EXERCISE DIRECTIONS:
Your job is to return each record exactly, minus any pictures.

====

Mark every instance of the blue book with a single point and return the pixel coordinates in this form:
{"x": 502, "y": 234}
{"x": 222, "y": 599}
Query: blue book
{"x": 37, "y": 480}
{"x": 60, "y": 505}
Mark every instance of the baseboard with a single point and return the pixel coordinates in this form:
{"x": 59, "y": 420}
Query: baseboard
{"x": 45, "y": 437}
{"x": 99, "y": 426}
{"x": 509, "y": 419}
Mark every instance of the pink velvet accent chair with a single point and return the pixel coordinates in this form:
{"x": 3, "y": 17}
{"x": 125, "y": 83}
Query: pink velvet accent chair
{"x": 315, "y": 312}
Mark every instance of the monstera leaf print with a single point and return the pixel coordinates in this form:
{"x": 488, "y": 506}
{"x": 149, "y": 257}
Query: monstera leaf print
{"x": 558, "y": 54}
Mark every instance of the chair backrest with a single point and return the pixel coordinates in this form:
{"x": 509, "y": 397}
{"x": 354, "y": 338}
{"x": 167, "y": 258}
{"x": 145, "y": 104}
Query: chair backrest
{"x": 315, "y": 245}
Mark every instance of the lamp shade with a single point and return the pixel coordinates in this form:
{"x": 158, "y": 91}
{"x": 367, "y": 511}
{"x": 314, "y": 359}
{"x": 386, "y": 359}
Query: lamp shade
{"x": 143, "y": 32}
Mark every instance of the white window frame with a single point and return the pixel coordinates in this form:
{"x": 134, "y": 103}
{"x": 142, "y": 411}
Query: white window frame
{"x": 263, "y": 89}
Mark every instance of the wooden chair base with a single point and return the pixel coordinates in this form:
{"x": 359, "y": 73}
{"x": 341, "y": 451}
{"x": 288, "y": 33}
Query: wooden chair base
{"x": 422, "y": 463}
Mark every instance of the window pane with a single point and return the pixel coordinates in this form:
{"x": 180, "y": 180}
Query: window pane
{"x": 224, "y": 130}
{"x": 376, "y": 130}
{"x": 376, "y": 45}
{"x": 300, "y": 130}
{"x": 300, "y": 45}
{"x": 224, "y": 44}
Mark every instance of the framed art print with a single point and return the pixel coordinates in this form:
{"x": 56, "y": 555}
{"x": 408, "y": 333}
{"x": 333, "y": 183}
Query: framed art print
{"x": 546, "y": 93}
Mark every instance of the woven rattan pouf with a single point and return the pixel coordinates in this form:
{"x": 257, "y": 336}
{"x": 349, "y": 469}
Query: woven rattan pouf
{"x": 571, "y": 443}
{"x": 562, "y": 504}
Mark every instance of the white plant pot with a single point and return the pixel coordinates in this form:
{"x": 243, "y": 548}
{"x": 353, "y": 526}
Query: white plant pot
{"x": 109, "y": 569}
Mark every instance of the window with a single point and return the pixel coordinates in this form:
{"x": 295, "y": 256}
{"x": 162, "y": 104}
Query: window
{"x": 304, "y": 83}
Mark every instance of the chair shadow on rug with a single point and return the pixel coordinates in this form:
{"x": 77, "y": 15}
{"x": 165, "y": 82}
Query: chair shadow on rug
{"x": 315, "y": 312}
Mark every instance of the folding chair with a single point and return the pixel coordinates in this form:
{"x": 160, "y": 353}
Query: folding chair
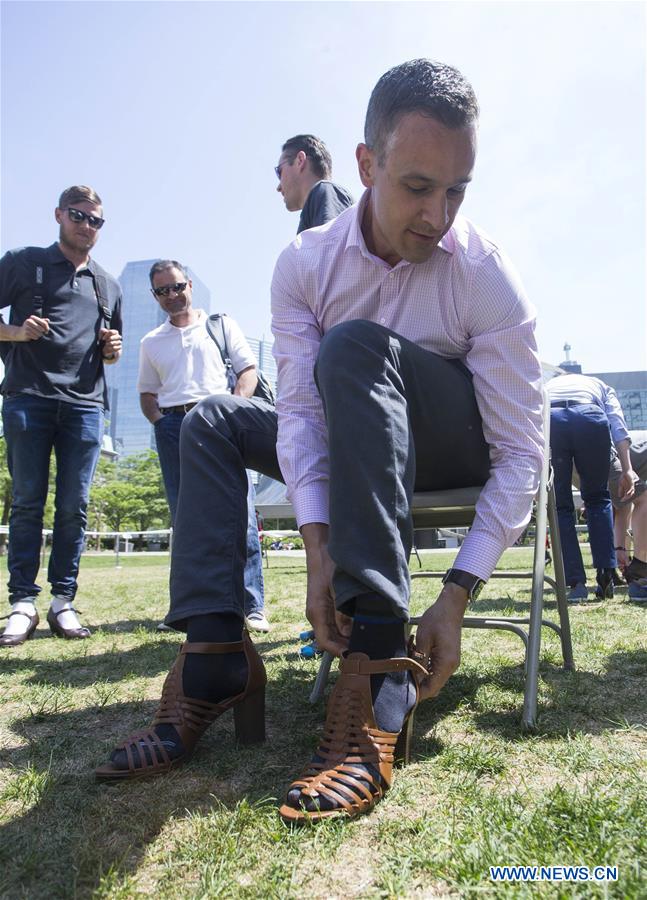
{"x": 456, "y": 508}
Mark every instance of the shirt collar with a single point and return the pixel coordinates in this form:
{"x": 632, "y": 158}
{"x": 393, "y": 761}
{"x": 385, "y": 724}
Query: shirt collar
{"x": 167, "y": 326}
{"x": 56, "y": 255}
{"x": 356, "y": 238}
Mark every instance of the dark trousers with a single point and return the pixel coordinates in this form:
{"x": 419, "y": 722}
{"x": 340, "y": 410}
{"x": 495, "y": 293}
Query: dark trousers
{"x": 399, "y": 419}
{"x": 580, "y": 435}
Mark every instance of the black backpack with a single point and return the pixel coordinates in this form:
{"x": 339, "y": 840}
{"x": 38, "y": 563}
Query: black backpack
{"x": 216, "y": 330}
{"x": 37, "y": 257}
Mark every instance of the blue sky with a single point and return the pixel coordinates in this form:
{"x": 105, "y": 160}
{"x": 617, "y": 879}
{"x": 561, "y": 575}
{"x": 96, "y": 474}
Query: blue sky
{"x": 176, "y": 112}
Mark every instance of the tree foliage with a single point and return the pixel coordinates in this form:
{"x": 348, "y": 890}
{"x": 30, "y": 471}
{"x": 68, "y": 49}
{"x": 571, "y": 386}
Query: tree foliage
{"x": 128, "y": 495}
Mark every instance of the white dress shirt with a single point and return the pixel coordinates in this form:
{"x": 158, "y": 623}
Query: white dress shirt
{"x": 587, "y": 389}
{"x": 183, "y": 365}
{"x": 465, "y": 302}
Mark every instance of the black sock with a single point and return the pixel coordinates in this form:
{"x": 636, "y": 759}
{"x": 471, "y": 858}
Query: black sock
{"x": 380, "y": 634}
{"x": 214, "y": 676}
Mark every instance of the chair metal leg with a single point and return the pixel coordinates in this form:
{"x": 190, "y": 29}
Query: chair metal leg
{"x": 560, "y": 578}
{"x": 322, "y": 677}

====

ANSWER TO THE EXERCISE:
Mark every instance of the blue book with a single point and return the pixel coordinates in this form:
{"x": 502, "y": 234}
{"x": 222, "y": 599}
Query: blue book
{"x": 37, "y": 480}
{"x": 60, "y": 505}
Mark every instance of the baseboard with a single point and return the pixel coordinates in this form:
{"x": 59, "y": 420}
Query: baseboard
{"x": 45, "y": 437}
{"x": 99, "y": 426}
{"x": 509, "y": 419}
Mark every instance of the pink velvet accent chair with a single point and return the pixel coordinates in this form:
{"x": 3, "y": 17}
{"x": 125, "y": 83}
Query: pink velvet accent chair
{"x": 315, "y": 312}
Mark every instance of the monstera leaf print with a single point and return the pixel coordinates in this form:
{"x": 488, "y": 506}
{"x": 149, "y": 257}
Query: monstera leaf print
{"x": 558, "y": 54}
Mark every instance of the chair backrest with a single point and return the pixel coordinates in this form:
{"x": 509, "y": 397}
{"x": 354, "y": 338}
{"x": 167, "y": 258}
{"x": 145, "y": 104}
Query: chair backrest
{"x": 315, "y": 245}
Mark every instance of the lamp shade with a single point and return the pixel coordinates in this form:
{"x": 158, "y": 91}
{"x": 367, "y": 511}
{"x": 314, "y": 359}
{"x": 386, "y": 359}
Query: lamp shade
{"x": 143, "y": 32}
Mark every instance of the white window frame with a single point and return the pixel coordinates in this form:
{"x": 134, "y": 103}
{"x": 142, "y": 411}
Query: white window frame
{"x": 263, "y": 89}
Mark every instance of the wooden chair base with a single point and return the pixel coordinates in this form:
{"x": 359, "y": 73}
{"x": 341, "y": 451}
{"x": 288, "y": 33}
Query: wooden chair base
{"x": 422, "y": 463}
Mark every instance of the window pane with a single point and return the pixel coordinates in this form:
{"x": 180, "y": 180}
Query: window pane
{"x": 224, "y": 130}
{"x": 376, "y": 130}
{"x": 376, "y": 45}
{"x": 300, "y": 130}
{"x": 300, "y": 45}
{"x": 224, "y": 44}
Mark every instance of the framed art print with a single point and return the pixel coordinates in this form:
{"x": 56, "y": 555}
{"x": 408, "y": 333}
{"x": 333, "y": 183}
Query: framed art print
{"x": 546, "y": 93}
Mark every instance of the woven rattan pouf with a single point and return the pixel coordinates in this form:
{"x": 257, "y": 336}
{"x": 349, "y": 469}
Query: woven rattan pouf
{"x": 571, "y": 443}
{"x": 562, "y": 504}
Mark every instance of the white plant pot with a single point and return the pixel coordinates in this form:
{"x": 243, "y": 548}
{"x": 353, "y": 526}
Query: white plant pot
{"x": 109, "y": 569}
Mark every instance of the window with a single point and return the pixel coordinates in this form:
{"x": 295, "y": 256}
{"x": 162, "y": 104}
Query: window
{"x": 304, "y": 83}
Mark every instance of the chair shadow on rug with a single point and return the pixel coordinates in this form:
{"x": 77, "y": 15}
{"x": 165, "y": 82}
Query: chair shadow on rug
{"x": 315, "y": 312}
Mark every instance of the folding chair with a single point and return the pixel coordinates in this form:
{"x": 160, "y": 353}
Query: folding chair
{"x": 456, "y": 508}
Mark every instance of the shirt collar with a single point and return the pixel coordinates in this form:
{"x": 632, "y": 158}
{"x": 393, "y": 761}
{"x": 385, "y": 724}
Query: shirt collar
{"x": 167, "y": 326}
{"x": 56, "y": 255}
{"x": 356, "y": 238}
Mark every instance of the dark trousers with a single point and return the pixel coordinates in this form:
{"x": 419, "y": 722}
{"x": 340, "y": 410}
{"x": 495, "y": 293}
Query: dark trousers
{"x": 399, "y": 419}
{"x": 580, "y": 435}
Mark every instance of the black backpack with a single point and return the pixel coordinates in this form:
{"x": 339, "y": 840}
{"x": 38, "y": 563}
Query: black backpack
{"x": 216, "y": 330}
{"x": 37, "y": 257}
Mark every instance of the blue sky with a single point and return the pixel coordinates in this form:
{"x": 105, "y": 160}
{"x": 617, "y": 879}
{"x": 561, "y": 575}
{"x": 96, "y": 474}
Query: blue sky
{"x": 176, "y": 112}
Mark every instance of the tree foliage with a single point and return the pixel coordinates in this form:
{"x": 348, "y": 890}
{"x": 30, "y": 471}
{"x": 68, "y": 49}
{"x": 571, "y": 386}
Query: tree foliage
{"x": 128, "y": 495}
Mark every instance of the white dress shirt with a single point and return the pixel coordinates in this form:
{"x": 158, "y": 623}
Query: white dress shirt
{"x": 587, "y": 389}
{"x": 183, "y": 365}
{"x": 465, "y": 302}
Mark every instance of the black sock with a single point and return the pixel coordinates in this form:
{"x": 636, "y": 759}
{"x": 471, "y": 858}
Query: black sock
{"x": 380, "y": 634}
{"x": 214, "y": 676}
Mark every instance of the chair metal leg with a single point and return the pixel coordinates in this form:
{"x": 190, "y": 29}
Query: chair metal leg
{"x": 560, "y": 578}
{"x": 322, "y": 677}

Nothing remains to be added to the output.